Problem to solve:
Rewrite every line of the records from the line holding "Pinpoint utility pole." through the end of the records, inclusive, with the text lines left unchanged. Shift each bounding-box coordinate in those lines by -75.

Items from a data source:
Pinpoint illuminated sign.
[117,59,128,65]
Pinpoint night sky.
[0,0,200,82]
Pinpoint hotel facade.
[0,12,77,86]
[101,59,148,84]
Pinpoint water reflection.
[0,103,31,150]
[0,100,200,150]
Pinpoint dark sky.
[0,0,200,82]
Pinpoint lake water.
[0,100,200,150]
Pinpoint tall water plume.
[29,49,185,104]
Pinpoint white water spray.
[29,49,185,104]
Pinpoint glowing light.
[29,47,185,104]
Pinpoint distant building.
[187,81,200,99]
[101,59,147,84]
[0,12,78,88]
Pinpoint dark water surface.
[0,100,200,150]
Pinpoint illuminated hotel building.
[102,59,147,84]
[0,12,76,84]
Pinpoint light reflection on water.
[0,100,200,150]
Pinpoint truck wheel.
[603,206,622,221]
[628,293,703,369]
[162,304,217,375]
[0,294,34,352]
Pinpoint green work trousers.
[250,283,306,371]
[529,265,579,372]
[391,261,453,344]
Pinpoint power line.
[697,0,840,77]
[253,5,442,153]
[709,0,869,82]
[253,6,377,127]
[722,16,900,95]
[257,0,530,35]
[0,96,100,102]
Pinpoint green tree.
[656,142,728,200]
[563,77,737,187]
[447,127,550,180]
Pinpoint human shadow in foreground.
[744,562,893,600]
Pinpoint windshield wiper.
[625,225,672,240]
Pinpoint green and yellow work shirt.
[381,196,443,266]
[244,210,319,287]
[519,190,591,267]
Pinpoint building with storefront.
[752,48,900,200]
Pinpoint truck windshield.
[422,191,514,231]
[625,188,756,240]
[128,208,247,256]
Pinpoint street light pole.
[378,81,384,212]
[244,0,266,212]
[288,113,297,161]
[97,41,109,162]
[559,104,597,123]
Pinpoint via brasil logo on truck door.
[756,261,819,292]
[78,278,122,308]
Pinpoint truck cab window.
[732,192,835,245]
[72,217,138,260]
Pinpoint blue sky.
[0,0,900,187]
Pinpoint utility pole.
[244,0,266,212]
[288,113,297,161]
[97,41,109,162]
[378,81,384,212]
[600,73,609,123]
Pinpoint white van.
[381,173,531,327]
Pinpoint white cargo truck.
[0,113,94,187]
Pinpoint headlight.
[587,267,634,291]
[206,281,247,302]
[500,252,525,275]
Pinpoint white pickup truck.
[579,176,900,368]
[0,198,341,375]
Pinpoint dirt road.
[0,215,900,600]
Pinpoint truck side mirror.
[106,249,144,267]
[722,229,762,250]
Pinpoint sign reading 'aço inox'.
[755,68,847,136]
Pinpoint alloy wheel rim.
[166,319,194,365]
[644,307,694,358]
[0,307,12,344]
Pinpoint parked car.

Task solution:
Pinpoint utility pole.
[169,-75,191,137]
[213,38,222,86]
[22,-34,34,87]
[303,6,309,137]
[525,-2,534,48]
Pinpoint white van.
[306,98,456,252]
Pinpoint white cargo truck.
[-75,38,19,112]
Pinpoint headlight.
[512,192,559,216]
[131,206,172,227]
[425,177,450,200]
Pinpoint white pickup truck.
[504,101,825,293]
[-75,123,266,300]
Pinpoint dirt road.
[-75,140,825,525]
Pinpoint truck side mirror.
[31,174,69,192]
[647,154,687,175]
Pinpoint sign reading 'aço inox'.
[680,-7,772,61]
Pinpoint alloy wheel rim.
[91,244,119,290]
[569,232,619,283]
[-75,232,-63,269]
Pinpoint parked car.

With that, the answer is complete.